[Task]:
Please retype every line of the records below without changing anything.
**** Data
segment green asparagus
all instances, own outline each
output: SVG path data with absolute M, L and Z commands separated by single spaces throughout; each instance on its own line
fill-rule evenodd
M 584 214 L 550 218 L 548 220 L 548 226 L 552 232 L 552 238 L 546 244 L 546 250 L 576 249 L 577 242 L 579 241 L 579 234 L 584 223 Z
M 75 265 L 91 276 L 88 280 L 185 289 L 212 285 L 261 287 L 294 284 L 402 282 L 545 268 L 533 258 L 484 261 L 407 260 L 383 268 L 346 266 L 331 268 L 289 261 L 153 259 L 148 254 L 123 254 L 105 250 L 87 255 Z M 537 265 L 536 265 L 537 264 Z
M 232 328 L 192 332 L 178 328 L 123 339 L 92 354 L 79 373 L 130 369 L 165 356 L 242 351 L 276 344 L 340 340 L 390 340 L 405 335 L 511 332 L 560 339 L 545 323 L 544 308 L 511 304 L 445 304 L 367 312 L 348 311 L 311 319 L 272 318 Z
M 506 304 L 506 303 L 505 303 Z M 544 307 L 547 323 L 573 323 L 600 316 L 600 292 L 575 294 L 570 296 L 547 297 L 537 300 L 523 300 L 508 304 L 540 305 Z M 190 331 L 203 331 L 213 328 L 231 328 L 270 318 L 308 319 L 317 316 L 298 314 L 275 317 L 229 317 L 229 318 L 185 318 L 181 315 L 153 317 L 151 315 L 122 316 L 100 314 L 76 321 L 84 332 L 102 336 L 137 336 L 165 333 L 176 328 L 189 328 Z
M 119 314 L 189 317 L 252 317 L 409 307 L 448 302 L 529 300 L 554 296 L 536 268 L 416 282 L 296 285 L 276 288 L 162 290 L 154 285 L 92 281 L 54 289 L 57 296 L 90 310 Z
********
[Complete answer]:
segment green asparagus
all instances, own outline each
output: SVG path data with absolute M, L and Z commands separated by single spaces throughout; each instance on its own line
fill-rule evenodd
M 584 214 L 550 218 L 548 220 L 548 226 L 552 232 L 552 238 L 546 244 L 546 250 L 576 249 L 577 242 L 579 241 L 579 234 L 584 223 Z
M 75 265 L 91 276 L 88 280 L 185 289 L 212 285 L 261 287 L 294 284 L 402 282 L 545 268 L 533 258 L 484 261 L 407 260 L 383 268 L 346 266 L 331 268 L 289 261 L 153 259 L 148 254 L 123 254 L 105 250 L 87 255 Z M 537 265 L 536 265 L 537 264 Z
M 232 328 L 192 332 L 178 328 L 123 339 L 92 354 L 79 373 L 130 369 L 165 356 L 242 351 L 276 344 L 340 340 L 390 340 L 405 335 L 511 332 L 560 339 L 545 323 L 544 308 L 511 304 L 445 304 L 367 312 L 348 311 L 311 319 L 272 318 Z
M 506 304 L 506 303 L 505 303 Z M 544 307 L 547 323 L 573 323 L 600 316 L 600 292 L 575 294 L 570 296 L 547 297 L 537 300 L 523 300 L 508 304 L 540 305 Z M 190 331 L 203 331 L 213 328 L 231 328 L 270 318 L 308 319 L 317 316 L 298 314 L 275 317 L 229 317 L 229 318 L 185 318 L 181 315 L 153 317 L 151 315 L 122 316 L 100 314 L 76 321 L 84 332 L 102 336 L 137 336 L 165 333 L 176 328 L 189 328 Z
M 119 314 L 189 317 L 252 317 L 409 307 L 448 302 L 529 300 L 554 296 L 536 268 L 416 282 L 296 285 L 276 288 L 162 290 L 154 285 L 92 281 L 54 289 L 57 296 L 90 310 Z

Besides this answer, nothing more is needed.